■ **EXERCISE MATERIAL**
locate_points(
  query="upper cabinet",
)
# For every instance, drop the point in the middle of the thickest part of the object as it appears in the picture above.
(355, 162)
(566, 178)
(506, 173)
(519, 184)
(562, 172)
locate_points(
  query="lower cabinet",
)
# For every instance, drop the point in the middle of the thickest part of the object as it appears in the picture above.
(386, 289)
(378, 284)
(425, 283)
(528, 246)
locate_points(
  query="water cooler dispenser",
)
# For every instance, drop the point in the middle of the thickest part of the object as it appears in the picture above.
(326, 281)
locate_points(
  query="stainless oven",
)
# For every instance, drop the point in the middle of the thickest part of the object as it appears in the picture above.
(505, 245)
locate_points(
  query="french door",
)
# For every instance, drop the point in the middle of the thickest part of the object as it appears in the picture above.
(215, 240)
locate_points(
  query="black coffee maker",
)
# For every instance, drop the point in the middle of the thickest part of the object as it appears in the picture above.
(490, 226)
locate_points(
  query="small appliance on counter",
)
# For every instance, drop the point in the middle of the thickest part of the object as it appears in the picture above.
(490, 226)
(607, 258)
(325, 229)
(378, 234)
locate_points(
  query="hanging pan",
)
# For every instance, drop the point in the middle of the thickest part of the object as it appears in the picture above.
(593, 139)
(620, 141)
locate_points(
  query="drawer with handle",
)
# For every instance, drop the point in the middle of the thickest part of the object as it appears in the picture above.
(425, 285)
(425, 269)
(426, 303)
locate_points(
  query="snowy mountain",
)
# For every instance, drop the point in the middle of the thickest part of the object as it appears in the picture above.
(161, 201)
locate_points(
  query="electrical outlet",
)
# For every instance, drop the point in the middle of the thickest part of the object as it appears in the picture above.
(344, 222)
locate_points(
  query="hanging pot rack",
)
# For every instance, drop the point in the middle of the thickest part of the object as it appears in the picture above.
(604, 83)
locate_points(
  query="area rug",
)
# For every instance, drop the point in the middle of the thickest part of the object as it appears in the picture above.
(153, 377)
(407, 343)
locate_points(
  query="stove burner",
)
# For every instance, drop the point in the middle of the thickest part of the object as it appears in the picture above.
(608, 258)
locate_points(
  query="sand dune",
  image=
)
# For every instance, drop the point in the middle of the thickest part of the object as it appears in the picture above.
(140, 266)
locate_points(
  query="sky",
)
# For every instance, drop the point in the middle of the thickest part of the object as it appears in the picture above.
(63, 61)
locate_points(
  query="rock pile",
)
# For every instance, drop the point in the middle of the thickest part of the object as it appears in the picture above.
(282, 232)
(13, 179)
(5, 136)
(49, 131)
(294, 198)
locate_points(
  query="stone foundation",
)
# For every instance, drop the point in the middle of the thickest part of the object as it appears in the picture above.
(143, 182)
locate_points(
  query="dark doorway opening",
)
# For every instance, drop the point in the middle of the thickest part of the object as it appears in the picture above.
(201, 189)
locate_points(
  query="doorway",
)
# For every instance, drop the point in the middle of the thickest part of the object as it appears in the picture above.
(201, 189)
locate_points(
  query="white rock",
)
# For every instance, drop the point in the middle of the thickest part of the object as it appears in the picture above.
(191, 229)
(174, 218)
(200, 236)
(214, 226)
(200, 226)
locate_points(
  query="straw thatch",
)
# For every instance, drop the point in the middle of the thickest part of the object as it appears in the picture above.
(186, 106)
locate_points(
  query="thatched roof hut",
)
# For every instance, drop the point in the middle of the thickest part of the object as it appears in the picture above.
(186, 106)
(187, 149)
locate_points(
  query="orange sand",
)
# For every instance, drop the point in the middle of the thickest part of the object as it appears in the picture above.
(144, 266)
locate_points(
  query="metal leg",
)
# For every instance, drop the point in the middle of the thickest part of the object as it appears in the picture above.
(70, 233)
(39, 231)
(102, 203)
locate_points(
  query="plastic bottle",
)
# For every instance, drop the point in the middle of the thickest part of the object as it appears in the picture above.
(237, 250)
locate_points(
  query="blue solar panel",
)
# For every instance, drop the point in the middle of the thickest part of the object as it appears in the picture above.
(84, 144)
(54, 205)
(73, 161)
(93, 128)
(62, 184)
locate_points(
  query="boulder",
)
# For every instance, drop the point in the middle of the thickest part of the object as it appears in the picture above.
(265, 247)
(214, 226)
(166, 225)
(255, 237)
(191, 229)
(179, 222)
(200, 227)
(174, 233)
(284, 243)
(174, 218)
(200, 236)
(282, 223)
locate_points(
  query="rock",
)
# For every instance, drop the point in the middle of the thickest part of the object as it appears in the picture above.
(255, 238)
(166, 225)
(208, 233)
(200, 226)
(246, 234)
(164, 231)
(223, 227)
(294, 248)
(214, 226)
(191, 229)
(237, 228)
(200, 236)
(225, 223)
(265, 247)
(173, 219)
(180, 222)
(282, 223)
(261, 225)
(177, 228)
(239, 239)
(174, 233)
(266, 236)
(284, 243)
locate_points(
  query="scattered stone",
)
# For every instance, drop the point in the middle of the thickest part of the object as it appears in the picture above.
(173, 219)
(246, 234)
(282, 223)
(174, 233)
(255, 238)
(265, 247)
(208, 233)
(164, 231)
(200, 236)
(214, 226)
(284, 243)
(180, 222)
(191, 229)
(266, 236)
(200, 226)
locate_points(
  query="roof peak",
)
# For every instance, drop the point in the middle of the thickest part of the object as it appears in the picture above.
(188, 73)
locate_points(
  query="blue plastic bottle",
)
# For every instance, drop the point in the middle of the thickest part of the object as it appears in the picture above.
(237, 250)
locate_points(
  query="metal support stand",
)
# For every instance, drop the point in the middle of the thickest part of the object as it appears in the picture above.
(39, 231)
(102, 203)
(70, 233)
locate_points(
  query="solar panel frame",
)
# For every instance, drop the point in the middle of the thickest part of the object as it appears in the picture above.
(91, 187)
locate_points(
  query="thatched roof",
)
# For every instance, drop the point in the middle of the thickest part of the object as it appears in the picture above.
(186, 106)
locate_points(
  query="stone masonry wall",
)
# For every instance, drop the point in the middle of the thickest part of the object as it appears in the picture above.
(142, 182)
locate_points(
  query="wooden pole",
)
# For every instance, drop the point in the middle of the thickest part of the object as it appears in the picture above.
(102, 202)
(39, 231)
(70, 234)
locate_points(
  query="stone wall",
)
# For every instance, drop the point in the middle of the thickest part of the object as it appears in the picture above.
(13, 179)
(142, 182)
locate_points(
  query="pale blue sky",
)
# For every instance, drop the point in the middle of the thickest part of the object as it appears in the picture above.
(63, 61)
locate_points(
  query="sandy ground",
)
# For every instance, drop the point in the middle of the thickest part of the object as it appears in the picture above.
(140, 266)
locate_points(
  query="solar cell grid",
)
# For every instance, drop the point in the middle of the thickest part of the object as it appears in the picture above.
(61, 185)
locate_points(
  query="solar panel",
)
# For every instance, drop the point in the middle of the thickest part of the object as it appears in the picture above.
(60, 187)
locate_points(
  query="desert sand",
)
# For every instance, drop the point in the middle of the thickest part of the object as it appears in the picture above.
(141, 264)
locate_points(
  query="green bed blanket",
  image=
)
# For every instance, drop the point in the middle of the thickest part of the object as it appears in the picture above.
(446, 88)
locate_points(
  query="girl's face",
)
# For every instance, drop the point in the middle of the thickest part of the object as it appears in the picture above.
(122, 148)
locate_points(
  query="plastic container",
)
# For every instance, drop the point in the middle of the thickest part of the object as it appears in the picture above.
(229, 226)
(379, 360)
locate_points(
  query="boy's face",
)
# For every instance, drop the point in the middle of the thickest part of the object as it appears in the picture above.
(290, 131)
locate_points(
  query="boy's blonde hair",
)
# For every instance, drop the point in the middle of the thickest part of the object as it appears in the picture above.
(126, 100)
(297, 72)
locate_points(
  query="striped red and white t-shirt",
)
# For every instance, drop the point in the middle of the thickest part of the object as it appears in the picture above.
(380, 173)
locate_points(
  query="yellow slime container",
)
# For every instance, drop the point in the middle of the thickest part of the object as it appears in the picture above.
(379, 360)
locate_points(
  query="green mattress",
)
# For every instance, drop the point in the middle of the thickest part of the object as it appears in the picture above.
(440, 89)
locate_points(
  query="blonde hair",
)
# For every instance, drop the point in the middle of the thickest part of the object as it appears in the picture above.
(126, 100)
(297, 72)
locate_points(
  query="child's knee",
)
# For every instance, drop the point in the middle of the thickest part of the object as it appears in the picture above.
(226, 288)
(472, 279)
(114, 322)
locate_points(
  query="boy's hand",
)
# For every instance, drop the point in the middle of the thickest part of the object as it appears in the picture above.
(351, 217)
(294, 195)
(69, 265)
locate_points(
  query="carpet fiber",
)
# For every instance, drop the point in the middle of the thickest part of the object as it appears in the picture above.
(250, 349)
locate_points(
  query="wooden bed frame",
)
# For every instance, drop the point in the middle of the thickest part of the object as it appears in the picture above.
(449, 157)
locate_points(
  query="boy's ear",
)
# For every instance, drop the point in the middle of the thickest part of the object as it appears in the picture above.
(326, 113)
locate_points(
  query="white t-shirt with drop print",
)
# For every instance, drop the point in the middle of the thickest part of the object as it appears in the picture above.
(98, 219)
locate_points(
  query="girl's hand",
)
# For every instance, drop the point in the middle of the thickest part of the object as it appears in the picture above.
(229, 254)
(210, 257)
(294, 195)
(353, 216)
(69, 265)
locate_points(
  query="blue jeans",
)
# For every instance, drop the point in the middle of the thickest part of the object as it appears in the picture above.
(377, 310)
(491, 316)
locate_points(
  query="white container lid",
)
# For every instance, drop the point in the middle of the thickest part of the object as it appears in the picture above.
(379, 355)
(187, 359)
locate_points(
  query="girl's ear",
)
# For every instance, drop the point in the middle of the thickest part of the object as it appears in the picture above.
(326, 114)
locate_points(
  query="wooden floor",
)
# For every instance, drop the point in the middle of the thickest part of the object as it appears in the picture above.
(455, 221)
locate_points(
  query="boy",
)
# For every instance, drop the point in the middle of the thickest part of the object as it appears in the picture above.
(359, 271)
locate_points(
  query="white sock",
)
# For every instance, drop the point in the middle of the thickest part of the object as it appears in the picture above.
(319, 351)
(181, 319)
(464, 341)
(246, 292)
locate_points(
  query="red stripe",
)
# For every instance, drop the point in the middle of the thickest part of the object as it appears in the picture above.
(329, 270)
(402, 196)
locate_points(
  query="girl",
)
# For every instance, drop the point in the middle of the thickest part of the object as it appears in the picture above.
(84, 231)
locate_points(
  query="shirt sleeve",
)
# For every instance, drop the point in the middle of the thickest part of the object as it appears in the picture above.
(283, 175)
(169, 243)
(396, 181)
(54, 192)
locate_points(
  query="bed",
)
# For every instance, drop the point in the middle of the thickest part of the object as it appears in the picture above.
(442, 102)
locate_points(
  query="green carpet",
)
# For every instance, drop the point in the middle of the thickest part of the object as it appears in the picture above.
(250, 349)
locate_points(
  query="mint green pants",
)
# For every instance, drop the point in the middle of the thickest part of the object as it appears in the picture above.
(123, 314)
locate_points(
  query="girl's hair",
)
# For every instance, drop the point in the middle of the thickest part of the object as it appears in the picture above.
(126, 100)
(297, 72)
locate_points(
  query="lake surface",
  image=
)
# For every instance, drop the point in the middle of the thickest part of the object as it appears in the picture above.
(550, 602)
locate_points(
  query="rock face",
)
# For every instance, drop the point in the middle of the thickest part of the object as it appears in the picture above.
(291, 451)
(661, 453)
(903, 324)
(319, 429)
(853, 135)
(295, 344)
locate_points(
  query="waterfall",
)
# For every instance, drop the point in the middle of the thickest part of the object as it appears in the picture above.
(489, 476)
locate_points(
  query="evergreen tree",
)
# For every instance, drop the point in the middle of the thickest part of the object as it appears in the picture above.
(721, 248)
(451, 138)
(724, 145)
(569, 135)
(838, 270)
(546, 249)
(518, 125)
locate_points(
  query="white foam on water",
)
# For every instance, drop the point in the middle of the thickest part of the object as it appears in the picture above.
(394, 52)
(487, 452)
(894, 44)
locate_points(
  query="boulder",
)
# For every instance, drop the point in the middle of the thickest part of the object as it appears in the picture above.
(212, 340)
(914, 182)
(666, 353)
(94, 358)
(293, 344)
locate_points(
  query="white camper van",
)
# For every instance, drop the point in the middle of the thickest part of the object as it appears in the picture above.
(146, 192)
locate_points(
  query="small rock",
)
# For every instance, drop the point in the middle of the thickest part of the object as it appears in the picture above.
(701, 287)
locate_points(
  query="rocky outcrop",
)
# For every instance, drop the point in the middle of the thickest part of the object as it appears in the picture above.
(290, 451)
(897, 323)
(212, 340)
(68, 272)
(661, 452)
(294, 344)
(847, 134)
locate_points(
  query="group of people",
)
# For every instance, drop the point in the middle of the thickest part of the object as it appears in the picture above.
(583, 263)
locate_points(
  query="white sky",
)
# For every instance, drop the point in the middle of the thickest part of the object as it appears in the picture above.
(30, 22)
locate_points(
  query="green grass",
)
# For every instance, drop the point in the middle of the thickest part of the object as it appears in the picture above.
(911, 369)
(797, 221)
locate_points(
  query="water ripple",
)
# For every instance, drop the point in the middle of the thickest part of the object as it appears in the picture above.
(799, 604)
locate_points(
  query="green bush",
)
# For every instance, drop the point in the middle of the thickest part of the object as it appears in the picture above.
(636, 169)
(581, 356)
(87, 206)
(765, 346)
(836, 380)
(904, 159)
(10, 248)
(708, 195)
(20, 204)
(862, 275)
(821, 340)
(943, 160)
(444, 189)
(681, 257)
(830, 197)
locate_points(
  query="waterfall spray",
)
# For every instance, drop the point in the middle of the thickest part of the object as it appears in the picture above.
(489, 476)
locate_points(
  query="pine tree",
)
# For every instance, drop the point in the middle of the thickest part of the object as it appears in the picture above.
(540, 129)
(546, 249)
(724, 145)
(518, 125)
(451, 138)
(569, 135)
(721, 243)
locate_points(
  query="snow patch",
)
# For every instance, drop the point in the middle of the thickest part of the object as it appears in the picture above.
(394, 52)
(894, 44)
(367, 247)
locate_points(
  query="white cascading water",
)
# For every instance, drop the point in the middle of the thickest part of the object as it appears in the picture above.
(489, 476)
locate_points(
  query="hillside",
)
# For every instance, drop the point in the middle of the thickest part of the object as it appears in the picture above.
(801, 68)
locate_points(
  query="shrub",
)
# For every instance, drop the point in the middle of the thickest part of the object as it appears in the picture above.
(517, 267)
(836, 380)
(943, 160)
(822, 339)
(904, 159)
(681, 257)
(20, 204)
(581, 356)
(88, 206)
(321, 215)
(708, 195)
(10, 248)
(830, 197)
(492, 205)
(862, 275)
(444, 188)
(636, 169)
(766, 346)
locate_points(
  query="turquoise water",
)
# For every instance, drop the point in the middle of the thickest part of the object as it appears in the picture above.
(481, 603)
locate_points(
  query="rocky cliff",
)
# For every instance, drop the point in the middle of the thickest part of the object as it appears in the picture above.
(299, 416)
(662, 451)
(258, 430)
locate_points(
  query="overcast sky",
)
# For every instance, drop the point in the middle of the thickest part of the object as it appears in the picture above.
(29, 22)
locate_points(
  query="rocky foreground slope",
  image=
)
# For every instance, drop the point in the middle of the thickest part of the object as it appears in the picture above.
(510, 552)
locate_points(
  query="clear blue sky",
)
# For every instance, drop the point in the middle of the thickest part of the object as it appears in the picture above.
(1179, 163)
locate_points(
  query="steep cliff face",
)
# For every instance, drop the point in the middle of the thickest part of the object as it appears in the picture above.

■ **TASK STATEMENT**
Copy every line of the rows above that contains the word "cliff". Match case exactly.

■ **TASK ANSWER**
  query="rocky cliff",
  query="steep cliff face",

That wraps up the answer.